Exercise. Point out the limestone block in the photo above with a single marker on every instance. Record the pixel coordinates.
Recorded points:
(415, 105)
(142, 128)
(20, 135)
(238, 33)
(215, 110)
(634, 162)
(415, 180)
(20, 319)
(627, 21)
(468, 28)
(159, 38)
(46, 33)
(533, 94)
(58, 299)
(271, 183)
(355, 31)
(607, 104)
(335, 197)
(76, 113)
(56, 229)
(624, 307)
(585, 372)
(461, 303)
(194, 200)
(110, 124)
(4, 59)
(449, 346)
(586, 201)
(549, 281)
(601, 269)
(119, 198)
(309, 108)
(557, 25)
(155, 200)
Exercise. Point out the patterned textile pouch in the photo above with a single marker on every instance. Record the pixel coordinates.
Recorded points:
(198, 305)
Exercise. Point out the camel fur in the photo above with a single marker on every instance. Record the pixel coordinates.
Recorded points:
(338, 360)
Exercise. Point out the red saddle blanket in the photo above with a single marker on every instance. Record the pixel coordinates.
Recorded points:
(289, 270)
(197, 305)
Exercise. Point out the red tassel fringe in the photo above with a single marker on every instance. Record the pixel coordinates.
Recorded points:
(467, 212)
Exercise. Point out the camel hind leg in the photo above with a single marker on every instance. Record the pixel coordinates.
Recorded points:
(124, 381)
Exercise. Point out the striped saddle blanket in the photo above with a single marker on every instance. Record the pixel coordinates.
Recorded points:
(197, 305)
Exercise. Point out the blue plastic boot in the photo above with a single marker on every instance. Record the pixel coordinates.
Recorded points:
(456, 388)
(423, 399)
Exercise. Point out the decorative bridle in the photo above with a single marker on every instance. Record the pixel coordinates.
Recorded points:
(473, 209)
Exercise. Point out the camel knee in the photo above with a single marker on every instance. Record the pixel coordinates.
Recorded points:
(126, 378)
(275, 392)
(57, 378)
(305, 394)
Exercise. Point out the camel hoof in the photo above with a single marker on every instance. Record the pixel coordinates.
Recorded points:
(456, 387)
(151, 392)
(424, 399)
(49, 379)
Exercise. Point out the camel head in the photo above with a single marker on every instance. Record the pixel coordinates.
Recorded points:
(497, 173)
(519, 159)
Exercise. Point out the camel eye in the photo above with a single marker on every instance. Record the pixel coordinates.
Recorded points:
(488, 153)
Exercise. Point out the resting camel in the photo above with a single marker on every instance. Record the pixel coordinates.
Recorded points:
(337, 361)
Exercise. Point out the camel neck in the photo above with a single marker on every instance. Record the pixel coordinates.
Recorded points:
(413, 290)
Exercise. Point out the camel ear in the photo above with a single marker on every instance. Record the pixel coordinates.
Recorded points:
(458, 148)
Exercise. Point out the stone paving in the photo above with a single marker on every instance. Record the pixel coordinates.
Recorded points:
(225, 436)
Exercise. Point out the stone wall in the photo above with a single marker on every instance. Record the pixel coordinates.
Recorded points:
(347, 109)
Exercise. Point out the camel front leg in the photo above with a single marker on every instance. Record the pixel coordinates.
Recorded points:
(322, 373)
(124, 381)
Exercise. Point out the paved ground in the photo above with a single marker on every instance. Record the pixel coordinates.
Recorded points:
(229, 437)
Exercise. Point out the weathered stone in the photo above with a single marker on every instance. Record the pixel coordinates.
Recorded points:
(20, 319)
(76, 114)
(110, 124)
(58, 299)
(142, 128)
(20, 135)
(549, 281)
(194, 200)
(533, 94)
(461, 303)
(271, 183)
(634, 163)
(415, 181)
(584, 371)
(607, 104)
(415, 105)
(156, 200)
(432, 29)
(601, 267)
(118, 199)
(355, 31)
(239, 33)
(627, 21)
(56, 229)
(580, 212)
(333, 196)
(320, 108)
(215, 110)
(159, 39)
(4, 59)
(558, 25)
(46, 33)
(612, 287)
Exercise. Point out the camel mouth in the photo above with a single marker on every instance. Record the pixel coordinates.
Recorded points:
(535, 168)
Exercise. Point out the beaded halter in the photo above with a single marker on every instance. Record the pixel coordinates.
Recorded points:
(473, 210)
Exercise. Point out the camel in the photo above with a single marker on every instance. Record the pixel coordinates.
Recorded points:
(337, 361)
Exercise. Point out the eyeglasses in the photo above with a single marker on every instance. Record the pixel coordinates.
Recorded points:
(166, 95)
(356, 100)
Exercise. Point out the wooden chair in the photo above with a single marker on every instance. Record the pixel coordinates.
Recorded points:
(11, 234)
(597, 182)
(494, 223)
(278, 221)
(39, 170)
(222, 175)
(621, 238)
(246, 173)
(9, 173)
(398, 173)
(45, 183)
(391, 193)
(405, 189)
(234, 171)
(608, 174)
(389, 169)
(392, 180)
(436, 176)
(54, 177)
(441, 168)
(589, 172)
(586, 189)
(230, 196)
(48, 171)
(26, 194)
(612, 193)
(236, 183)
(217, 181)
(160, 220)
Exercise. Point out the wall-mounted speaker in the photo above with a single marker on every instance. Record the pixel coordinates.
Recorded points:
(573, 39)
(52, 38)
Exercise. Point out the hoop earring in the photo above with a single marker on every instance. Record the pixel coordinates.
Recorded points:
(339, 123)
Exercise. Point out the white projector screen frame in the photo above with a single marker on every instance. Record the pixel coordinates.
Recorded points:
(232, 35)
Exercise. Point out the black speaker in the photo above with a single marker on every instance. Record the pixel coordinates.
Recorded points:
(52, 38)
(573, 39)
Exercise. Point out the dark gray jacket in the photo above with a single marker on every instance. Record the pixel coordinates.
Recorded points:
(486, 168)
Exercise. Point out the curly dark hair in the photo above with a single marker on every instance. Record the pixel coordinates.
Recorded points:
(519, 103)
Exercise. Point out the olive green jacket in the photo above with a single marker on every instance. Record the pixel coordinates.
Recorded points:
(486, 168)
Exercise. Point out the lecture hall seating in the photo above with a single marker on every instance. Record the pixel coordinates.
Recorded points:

▶ _What to do_: Go through the material and copy each line that contains "blanket".

▶ _Your solution_:
Exercise. Point out the red saddle blanket in the photo above with a single marker on every instance. Record the pixel coordinates.
Exercise. Point out the striped saddle blanket in the photo above with a single marker on every instance. Record the pixel coordinates.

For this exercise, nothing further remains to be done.